**Estratto del documento**:
------------------------------

E tutto questo è quello a cui state assistendo ancora adesso. Pubblicazione di nuova musica in maniera frequente, iniziative intriganti come la app Fantom rilasciata a inizio anno, quella che vi remixa la canzone ogni volta in modo differente, in base al battito cardiaco e alle condizioni ambientali. E video che lasciano il segno. Come Come Near Me con Ghostpoet (qui sopra), Take Me There con Tricky, Voodoo In My Blood con Young Fathers e Rosamund Pike direttamente da Gone Girl (qui sotto). Tutti ad anticipare il nuovo album, il sesto, che uscirà a breve. Il nostro modo di marcare ancora di più i contorni che delineano il nostro stile.

Vi piacerà, il nuovo album. Stiamo facendo in modo che tutto quello che avete amato e amate di noi venga esaltato il più possibile. È così che abbiamo conquistato tutti all’inizio, è così che abbiamo sempre mantenuto le promesse e rispettato le vostre aspettative. Il giorno che potrete dire ad alta voce che i Massive Attack vi avranno deluso, beh, quel giorno i Massive Attack saranno finiti. Ma quel giorno non è ancora arrivato.

------------------------------

**Materiale**:
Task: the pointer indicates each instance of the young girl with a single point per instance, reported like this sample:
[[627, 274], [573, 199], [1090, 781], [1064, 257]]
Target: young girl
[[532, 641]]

------------------------------

**Cose da fare**:
1 – Stampa il brano sui Massive Attack da "Vi piacerà, il" a "è ancora arrivato.".
2 – Prosegui il brano sui Massive Attack a partire dalla sua ultima frase.

**Risultati per compito**:
1 –
Vi piacerà, il nuovo album. Stiamo facendo in modo che tutto quello che avete amato e amate di noi venga esaltato il più possibile. È così che abbiamo conquistato tutti all’inizio, è così che abbiamo sempre mantenuto le promesse e rispettato le vostre aspettative. Il giorno che potrete dire ad alta voce che i Massive Attack vi avranno deluso, beh, quel giorno i Massive Attack saranno finiti. Ma quel giorno non è ancora arrivato.

2 –
Le monografie di Aural Crave sono monologhi immaginati in cui l’artista viene raccontato in prima persona. La verità che incontra l’interpretazione, un modo stimolante per riscoprire i personaggi chiave dei nostri tempi.

12 comments

  1. La “voce rassicurante” che canta Protection non è quella di Liz Fraser, è di Tracey Thorn.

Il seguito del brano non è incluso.